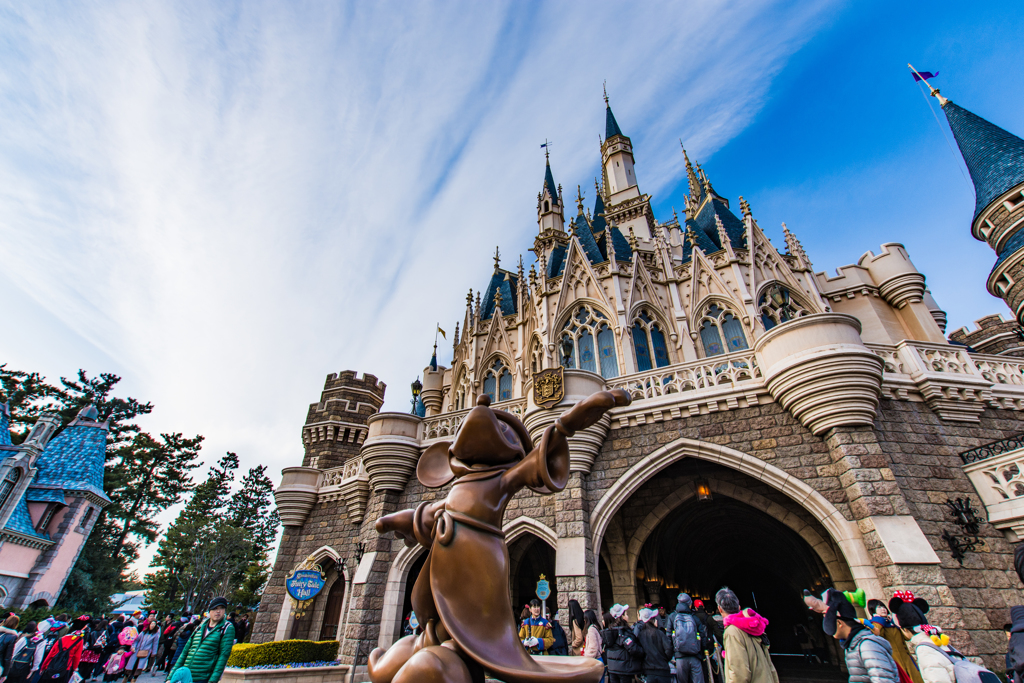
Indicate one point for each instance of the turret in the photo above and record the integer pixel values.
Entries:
(995, 160)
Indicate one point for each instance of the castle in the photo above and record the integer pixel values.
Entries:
(788, 430)
(51, 493)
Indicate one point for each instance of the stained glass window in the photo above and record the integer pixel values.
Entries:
(717, 325)
(606, 350)
(649, 343)
(581, 330)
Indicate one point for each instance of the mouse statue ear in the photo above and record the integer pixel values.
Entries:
(433, 470)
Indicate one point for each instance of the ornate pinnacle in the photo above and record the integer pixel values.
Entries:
(744, 206)
(722, 235)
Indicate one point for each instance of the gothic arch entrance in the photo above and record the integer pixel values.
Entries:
(530, 556)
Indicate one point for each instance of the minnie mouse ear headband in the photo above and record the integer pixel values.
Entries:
(908, 609)
(838, 607)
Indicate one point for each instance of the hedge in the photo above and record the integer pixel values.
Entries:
(245, 655)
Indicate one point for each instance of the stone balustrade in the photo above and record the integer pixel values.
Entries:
(996, 470)
(348, 483)
(296, 495)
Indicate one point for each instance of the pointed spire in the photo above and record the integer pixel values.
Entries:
(744, 207)
(610, 125)
(994, 157)
(796, 249)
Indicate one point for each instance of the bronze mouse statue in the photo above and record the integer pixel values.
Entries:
(461, 596)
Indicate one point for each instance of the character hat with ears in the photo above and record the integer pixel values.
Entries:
(838, 607)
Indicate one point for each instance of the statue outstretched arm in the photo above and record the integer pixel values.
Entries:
(412, 525)
(546, 468)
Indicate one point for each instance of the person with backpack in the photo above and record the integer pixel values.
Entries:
(18, 668)
(536, 631)
(747, 658)
(657, 648)
(206, 652)
(938, 660)
(8, 636)
(561, 646)
(689, 638)
(623, 652)
(868, 657)
(65, 654)
(95, 641)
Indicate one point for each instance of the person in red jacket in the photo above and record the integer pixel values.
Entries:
(57, 668)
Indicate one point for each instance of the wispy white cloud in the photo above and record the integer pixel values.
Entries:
(231, 200)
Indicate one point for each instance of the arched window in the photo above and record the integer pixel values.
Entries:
(778, 306)
(7, 485)
(721, 332)
(498, 382)
(648, 342)
(591, 343)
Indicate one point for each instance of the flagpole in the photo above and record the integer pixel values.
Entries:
(933, 90)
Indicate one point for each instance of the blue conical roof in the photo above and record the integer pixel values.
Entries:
(994, 157)
(610, 125)
(549, 183)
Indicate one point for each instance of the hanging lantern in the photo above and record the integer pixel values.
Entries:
(704, 491)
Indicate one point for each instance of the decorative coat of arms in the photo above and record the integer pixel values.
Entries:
(549, 387)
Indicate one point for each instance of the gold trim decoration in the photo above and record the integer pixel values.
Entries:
(549, 387)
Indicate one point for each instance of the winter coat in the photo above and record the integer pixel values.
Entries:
(657, 649)
(577, 637)
(1015, 654)
(616, 657)
(747, 657)
(935, 667)
(146, 641)
(869, 658)
(7, 639)
(206, 652)
(685, 610)
(539, 628)
(593, 645)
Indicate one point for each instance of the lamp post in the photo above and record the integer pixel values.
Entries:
(417, 387)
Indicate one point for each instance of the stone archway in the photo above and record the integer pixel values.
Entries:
(844, 532)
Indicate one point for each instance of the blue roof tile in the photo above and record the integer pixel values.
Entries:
(994, 157)
(508, 284)
(610, 125)
(34, 495)
(20, 521)
(556, 262)
(74, 460)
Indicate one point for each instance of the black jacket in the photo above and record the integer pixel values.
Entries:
(656, 650)
(1015, 654)
(616, 657)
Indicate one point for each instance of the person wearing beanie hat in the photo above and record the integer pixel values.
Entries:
(689, 641)
(206, 651)
(868, 657)
(881, 623)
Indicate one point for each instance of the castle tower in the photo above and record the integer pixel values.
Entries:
(995, 160)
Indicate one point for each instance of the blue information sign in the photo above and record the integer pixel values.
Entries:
(304, 584)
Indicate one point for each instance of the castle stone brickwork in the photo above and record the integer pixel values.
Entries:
(790, 429)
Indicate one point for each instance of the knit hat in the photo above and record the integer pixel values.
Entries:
(838, 607)
(908, 609)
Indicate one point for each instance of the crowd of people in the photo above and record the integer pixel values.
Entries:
(59, 649)
(894, 643)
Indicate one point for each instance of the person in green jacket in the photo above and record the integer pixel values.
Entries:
(206, 652)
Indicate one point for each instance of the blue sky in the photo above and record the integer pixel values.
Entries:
(224, 202)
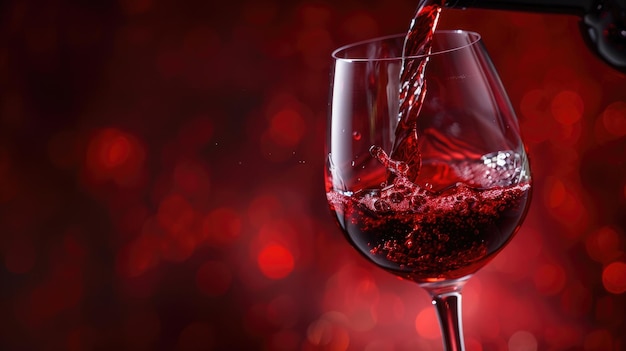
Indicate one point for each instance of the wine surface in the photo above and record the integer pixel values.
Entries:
(432, 235)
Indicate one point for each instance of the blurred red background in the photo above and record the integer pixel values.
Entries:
(161, 183)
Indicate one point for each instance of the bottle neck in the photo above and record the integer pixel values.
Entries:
(575, 7)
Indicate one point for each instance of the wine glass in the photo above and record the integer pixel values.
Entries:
(434, 199)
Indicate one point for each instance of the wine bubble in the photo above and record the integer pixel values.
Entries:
(382, 206)
(396, 197)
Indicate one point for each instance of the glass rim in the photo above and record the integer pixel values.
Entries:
(477, 38)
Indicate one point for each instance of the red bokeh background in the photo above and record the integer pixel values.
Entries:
(161, 183)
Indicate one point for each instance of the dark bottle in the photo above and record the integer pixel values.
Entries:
(602, 22)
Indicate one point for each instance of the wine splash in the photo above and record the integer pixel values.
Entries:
(431, 235)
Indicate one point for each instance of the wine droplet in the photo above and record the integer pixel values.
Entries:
(397, 167)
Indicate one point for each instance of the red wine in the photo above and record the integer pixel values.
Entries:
(437, 231)
(418, 42)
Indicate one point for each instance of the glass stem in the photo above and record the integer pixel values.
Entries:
(447, 302)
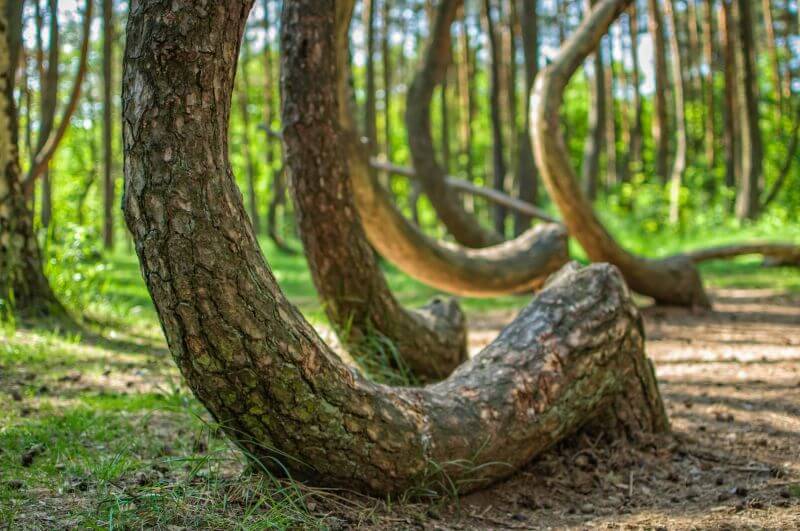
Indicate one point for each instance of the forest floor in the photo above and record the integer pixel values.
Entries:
(97, 431)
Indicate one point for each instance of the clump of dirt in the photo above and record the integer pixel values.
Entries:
(730, 379)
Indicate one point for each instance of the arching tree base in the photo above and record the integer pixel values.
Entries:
(576, 352)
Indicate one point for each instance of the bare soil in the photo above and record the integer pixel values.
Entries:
(730, 379)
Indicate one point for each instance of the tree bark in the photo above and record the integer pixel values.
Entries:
(660, 129)
(386, 63)
(49, 144)
(260, 368)
(498, 160)
(752, 150)
(731, 134)
(638, 128)
(277, 198)
(672, 280)
(710, 111)
(108, 125)
(526, 166)
(244, 96)
(465, 228)
(48, 104)
(516, 266)
(24, 290)
(772, 49)
(679, 164)
(370, 112)
(593, 145)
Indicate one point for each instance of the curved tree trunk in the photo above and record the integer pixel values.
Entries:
(673, 280)
(464, 227)
(660, 127)
(24, 289)
(498, 159)
(253, 360)
(516, 266)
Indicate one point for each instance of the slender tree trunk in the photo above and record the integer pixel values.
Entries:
(498, 160)
(731, 131)
(660, 122)
(679, 164)
(277, 198)
(673, 280)
(772, 49)
(466, 75)
(24, 290)
(610, 124)
(386, 58)
(108, 125)
(49, 103)
(244, 111)
(370, 112)
(526, 166)
(259, 367)
(444, 125)
(752, 153)
(637, 130)
(694, 55)
(464, 227)
(593, 146)
(710, 111)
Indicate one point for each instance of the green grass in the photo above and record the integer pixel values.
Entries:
(115, 440)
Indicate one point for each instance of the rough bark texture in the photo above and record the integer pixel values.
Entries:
(260, 368)
(465, 228)
(673, 280)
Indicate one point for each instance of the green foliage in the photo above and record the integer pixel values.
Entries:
(75, 265)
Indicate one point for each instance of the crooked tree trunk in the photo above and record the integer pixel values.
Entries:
(673, 280)
(465, 228)
(660, 127)
(516, 266)
(526, 166)
(24, 289)
(593, 146)
(260, 368)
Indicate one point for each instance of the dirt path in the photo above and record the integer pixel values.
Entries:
(731, 382)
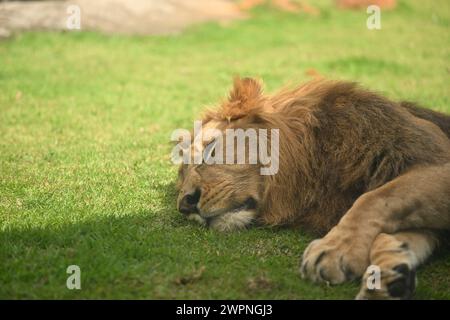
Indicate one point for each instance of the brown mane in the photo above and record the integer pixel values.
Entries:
(337, 141)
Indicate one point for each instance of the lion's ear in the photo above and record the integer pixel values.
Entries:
(245, 95)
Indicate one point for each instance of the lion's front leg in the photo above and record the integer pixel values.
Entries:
(342, 255)
(418, 199)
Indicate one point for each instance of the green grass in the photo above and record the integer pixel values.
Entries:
(85, 175)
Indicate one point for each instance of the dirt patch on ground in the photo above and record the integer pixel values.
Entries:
(114, 16)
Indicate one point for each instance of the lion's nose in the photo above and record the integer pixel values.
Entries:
(188, 203)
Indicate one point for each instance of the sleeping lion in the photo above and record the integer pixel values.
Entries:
(369, 175)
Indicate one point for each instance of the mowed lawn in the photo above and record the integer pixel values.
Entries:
(85, 171)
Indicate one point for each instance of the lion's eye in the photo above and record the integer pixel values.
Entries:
(210, 152)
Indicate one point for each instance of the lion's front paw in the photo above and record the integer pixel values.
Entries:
(334, 259)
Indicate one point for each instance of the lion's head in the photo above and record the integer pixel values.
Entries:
(228, 196)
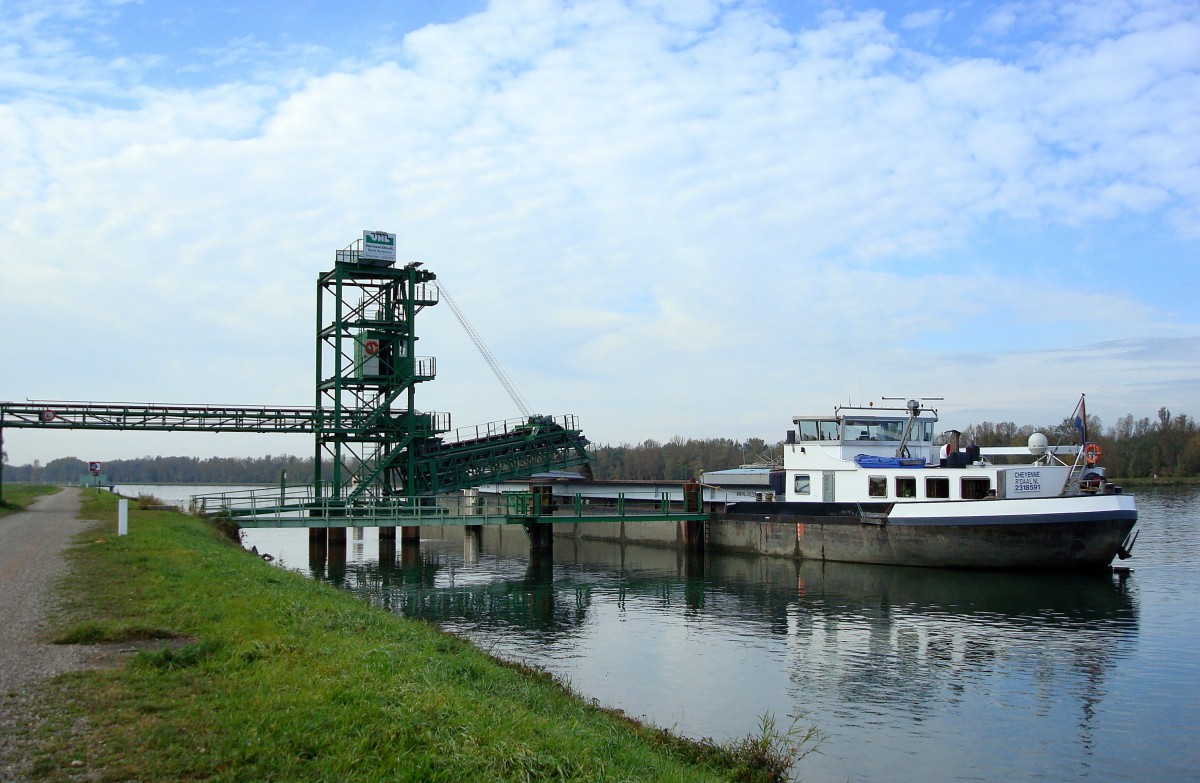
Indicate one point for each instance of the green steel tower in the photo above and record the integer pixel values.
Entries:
(366, 422)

────────

■ **What you should do**:
Check each line above for the word "jacket" and copy the ones that have it.

■ **Written answer**:
Indicate one point for each instance of the person in red jacket in the photo above and record the integer pixel values.
Indicate one point for each instance of the black jacket in the photo above and record the integer pixel values.
Indicate one point for each instance of the person in green jacket in the photo above and record the integer pixel values.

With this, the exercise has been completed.